-- Opening Marker --
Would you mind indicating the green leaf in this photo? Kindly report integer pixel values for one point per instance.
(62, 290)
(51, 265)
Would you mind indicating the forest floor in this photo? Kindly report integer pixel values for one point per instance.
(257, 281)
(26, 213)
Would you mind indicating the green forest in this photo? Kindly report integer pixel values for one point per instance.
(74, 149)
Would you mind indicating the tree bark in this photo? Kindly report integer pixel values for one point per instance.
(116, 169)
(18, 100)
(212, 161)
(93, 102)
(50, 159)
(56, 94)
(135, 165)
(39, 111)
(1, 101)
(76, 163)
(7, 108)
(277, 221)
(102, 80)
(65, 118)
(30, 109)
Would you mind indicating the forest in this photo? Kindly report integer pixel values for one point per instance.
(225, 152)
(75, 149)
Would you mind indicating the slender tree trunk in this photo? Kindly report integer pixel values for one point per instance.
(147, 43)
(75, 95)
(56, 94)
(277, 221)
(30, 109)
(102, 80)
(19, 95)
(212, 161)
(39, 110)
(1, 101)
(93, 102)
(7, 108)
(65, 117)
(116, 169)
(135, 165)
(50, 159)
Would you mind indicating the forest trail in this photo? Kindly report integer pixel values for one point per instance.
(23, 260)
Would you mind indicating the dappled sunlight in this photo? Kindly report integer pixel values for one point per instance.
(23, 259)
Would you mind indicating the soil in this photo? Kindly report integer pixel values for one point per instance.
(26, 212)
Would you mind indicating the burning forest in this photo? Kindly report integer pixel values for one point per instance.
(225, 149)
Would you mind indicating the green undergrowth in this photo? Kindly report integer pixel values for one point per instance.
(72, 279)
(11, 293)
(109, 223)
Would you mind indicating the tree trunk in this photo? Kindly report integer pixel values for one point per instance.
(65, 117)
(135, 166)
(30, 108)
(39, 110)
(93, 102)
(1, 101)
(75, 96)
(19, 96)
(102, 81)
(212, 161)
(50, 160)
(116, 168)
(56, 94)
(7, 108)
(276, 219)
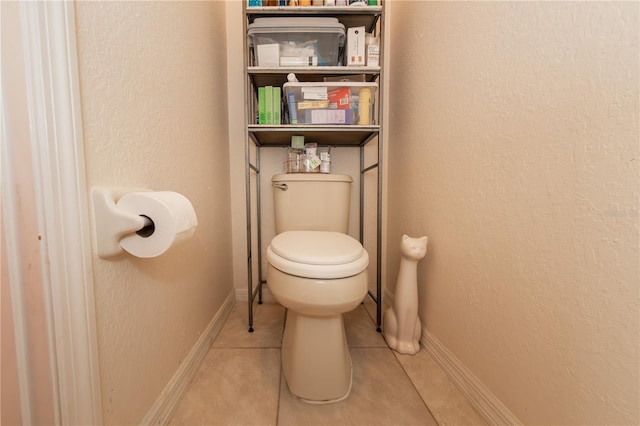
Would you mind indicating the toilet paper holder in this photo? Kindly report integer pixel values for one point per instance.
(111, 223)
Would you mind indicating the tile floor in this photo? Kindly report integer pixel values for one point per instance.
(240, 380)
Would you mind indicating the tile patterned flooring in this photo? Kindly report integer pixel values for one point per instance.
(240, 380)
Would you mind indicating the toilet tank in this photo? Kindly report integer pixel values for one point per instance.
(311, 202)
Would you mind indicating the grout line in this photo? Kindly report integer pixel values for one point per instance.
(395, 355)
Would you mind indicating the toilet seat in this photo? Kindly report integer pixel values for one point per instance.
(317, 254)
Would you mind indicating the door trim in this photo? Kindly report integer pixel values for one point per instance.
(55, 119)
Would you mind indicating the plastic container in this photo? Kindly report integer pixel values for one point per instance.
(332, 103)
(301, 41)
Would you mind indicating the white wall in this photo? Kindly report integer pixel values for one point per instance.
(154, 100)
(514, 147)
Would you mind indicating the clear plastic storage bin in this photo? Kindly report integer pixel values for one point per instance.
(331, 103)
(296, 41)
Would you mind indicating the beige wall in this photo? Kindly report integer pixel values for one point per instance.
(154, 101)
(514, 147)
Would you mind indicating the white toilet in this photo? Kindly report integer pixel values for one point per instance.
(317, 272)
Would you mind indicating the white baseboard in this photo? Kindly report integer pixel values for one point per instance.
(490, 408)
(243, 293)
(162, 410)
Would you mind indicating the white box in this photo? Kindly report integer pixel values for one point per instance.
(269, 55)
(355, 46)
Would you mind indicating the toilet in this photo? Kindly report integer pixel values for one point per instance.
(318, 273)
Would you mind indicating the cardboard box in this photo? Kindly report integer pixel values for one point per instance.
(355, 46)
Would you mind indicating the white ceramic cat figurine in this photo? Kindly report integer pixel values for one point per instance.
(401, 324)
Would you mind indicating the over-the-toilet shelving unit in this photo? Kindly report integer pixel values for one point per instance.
-- Closing Marker --
# Work instruction
Only the lines from the one with "Would you mind indicating the white toilet" to the end of the entries above belong in your answer. Retype them exactly.

# Exercise solution
Would you mind indicating the white toilet in this photo? Kindly report integer pixel values for one point per instance.
(317, 272)
Would you mind indicating the white baseboard in this photo? Kindly report integer pixel values for one point per instance.
(490, 408)
(243, 293)
(162, 410)
Would you mind indicating the white box in this photo? Kindly report integer pixel values for one point per instance.
(269, 55)
(355, 46)
Would you mind indicating the toilet in this photo? Kindly report integer pixel values for one point per instance.
(318, 273)
Would you mind indicating the cardboard box in this photo? Kindly report integer pixel values for one point per instance.
(355, 46)
Would you mind indicating the white ceramic cat figurine in this photo? Kindly report integer pixel values for one point per instance.
(401, 324)
Would you mind indicating the over-the-toilet shelving unit in this photo? Kindly report integer pixel values for one point per instance.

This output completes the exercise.